Segment Start: GIVEN RECORDS

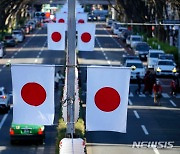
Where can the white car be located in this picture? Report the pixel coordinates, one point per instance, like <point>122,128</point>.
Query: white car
<point>153,56</point>
<point>2,49</point>
<point>120,29</point>
<point>116,28</point>
<point>4,100</point>
<point>134,39</point>
<point>136,67</point>
<point>165,68</point>
<point>18,35</point>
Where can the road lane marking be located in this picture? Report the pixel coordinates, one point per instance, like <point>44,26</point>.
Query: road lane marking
<point>173,103</point>
<point>130,102</point>
<point>144,129</point>
<point>165,95</point>
<point>136,114</point>
<point>3,120</point>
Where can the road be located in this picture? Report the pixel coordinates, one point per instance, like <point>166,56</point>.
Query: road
<point>146,122</point>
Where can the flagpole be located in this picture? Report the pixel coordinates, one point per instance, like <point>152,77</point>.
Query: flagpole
<point>71,62</point>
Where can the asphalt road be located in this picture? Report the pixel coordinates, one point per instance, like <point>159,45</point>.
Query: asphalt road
<point>146,122</point>
<point>33,50</point>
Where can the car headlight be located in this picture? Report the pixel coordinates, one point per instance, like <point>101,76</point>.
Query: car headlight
<point>133,67</point>
<point>158,69</point>
<point>174,70</point>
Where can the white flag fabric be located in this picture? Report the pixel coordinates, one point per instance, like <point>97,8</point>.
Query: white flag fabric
<point>56,36</point>
<point>107,98</point>
<point>81,18</point>
<point>33,94</point>
<point>86,36</point>
<point>61,17</point>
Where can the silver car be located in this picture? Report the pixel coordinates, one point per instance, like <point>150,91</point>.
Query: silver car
<point>4,100</point>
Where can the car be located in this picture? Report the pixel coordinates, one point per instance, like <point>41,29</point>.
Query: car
<point>168,57</point>
<point>109,23</point>
<point>165,68</point>
<point>4,100</point>
<point>9,41</point>
<point>129,57</point>
<point>153,56</point>
<point>136,67</point>
<point>2,49</point>
<point>141,49</point>
<point>92,17</point>
<point>124,34</point>
<point>27,132</point>
<point>120,29</point>
<point>134,39</point>
<point>116,28</point>
<point>18,35</point>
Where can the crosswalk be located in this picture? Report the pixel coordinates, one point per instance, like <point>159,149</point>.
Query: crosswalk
<point>164,95</point>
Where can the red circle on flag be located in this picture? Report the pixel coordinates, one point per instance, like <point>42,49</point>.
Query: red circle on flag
<point>86,37</point>
<point>61,20</point>
<point>56,36</point>
<point>107,99</point>
<point>33,94</point>
<point>80,21</point>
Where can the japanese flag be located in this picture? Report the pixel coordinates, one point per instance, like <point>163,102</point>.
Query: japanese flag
<point>56,36</point>
<point>81,18</point>
<point>61,18</point>
<point>33,94</point>
<point>86,36</point>
<point>107,98</point>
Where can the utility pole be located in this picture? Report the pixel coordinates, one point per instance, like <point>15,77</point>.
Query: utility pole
<point>179,45</point>
<point>71,61</point>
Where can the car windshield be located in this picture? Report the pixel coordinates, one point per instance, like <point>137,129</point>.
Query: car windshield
<point>136,39</point>
<point>137,65</point>
<point>165,63</point>
<point>16,33</point>
<point>142,47</point>
<point>154,55</point>
<point>8,37</point>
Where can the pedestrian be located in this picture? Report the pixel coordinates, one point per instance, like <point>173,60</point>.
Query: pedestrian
<point>173,86</point>
<point>139,80</point>
<point>157,89</point>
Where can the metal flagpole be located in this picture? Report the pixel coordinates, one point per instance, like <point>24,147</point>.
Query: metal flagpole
<point>71,61</point>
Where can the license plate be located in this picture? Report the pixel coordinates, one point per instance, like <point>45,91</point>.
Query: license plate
<point>26,131</point>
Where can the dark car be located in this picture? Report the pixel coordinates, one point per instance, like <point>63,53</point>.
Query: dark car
<point>142,49</point>
<point>9,41</point>
<point>124,34</point>
<point>92,17</point>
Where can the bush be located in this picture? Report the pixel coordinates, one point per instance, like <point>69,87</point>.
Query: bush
<point>61,129</point>
<point>154,43</point>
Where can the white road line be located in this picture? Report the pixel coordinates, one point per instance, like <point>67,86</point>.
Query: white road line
<point>145,130</point>
<point>130,102</point>
<point>156,151</point>
<point>173,103</point>
<point>136,114</point>
<point>3,120</point>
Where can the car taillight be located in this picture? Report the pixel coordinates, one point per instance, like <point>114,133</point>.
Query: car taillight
<point>40,131</point>
<point>3,97</point>
<point>11,132</point>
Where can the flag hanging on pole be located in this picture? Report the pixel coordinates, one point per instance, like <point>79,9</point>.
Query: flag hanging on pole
<point>33,94</point>
<point>107,98</point>
<point>56,36</point>
<point>86,36</point>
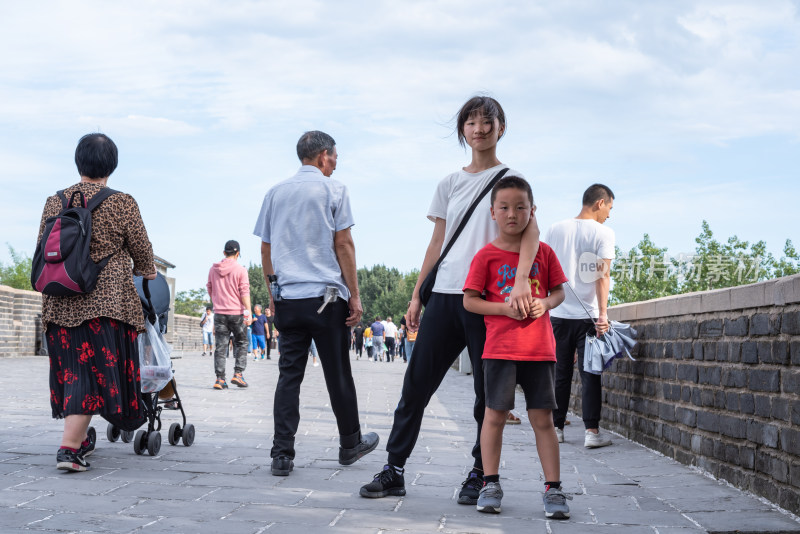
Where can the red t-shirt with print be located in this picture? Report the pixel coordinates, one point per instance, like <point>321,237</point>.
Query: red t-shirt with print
<point>492,272</point>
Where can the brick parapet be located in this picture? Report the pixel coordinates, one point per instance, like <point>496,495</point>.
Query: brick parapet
<point>20,327</point>
<point>716,384</point>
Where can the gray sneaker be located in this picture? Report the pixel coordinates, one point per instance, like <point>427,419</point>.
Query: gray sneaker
<point>594,441</point>
<point>489,498</point>
<point>555,503</point>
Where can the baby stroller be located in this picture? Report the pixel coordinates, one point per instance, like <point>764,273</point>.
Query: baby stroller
<point>155,297</point>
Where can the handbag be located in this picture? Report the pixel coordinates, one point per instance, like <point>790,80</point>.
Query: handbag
<point>426,287</point>
<point>600,351</point>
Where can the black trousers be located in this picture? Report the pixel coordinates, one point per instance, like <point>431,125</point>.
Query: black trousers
<point>298,322</point>
<point>570,336</point>
<point>446,328</point>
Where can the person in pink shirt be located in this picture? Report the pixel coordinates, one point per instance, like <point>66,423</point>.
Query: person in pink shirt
<point>229,290</point>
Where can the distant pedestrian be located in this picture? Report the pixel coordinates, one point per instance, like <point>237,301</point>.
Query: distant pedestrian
<point>229,289</point>
<point>584,246</point>
<point>311,272</point>
<point>358,340</point>
<point>519,349</point>
<point>378,339</point>
<point>207,327</point>
<point>390,333</point>
<point>259,332</point>
<point>401,345</point>
<point>272,338</point>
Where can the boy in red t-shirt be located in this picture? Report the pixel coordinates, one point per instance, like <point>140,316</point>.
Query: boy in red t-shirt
<point>518,350</point>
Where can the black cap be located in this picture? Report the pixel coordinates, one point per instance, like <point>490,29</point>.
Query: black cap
<point>231,247</point>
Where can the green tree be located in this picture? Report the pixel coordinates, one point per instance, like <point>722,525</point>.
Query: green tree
<point>716,265</point>
<point>645,272</point>
<point>385,291</point>
<point>789,263</point>
<point>191,302</point>
<point>258,287</point>
<point>17,273</point>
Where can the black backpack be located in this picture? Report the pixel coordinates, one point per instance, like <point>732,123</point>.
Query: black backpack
<point>61,264</point>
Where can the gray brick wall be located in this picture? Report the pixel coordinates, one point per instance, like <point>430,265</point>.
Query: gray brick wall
<point>20,325</point>
<point>716,384</point>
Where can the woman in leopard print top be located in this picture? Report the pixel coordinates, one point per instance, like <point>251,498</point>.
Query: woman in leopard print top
<point>91,338</point>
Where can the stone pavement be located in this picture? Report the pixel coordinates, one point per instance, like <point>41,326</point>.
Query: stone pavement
<point>222,483</point>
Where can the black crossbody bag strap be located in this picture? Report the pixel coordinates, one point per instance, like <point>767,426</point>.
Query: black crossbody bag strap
<point>468,214</point>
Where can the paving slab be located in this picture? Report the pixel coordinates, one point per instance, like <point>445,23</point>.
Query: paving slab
<point>222,483</point>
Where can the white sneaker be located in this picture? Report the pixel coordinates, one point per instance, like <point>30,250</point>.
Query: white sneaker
<point>593,441</point>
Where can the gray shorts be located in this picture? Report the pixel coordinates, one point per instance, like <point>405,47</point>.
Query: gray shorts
<point>537,379</point>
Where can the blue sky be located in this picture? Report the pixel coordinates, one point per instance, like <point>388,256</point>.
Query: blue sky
<point>688,110</point>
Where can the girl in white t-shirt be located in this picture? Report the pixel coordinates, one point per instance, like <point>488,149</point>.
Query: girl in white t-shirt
<point>447,328</point>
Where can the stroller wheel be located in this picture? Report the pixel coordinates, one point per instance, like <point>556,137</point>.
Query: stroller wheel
<point>140,442</point>
<point>188,435</point>
<point>112,433</point>
<point>154,443</point>
<point>174,434</point>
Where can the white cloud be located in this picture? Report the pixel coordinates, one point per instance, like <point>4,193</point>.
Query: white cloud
<point>206,99</point>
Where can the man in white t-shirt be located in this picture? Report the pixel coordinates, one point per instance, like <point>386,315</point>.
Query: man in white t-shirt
<point>585,249</point>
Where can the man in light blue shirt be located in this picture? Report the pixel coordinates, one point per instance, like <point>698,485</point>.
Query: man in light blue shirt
<point>307,252</point>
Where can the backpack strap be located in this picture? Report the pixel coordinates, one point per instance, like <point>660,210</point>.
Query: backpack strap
<point>66,201</point>
<point>99,197</point>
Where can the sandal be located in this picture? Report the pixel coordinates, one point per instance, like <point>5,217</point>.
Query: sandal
<point>512,419</point>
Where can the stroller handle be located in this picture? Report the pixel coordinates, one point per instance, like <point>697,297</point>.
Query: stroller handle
<point>151,313</point>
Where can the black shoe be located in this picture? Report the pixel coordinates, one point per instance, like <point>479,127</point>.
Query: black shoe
<point>71,460</point>
<point>470,488</point>
<point>385,483</point>
<point>368,443</point>
<point>282,466</point>
<point>91,440</point>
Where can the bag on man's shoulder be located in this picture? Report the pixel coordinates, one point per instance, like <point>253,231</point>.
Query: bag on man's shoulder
<point>62,266</point>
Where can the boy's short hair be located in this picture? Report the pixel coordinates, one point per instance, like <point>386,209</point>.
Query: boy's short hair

Segment End: GIVEN RECORDS

> [REQUIRED ACTION]:
Return only the number of lines above that include the word "hair".

> [SOLUTION FOR THIS PROBLEM]:
2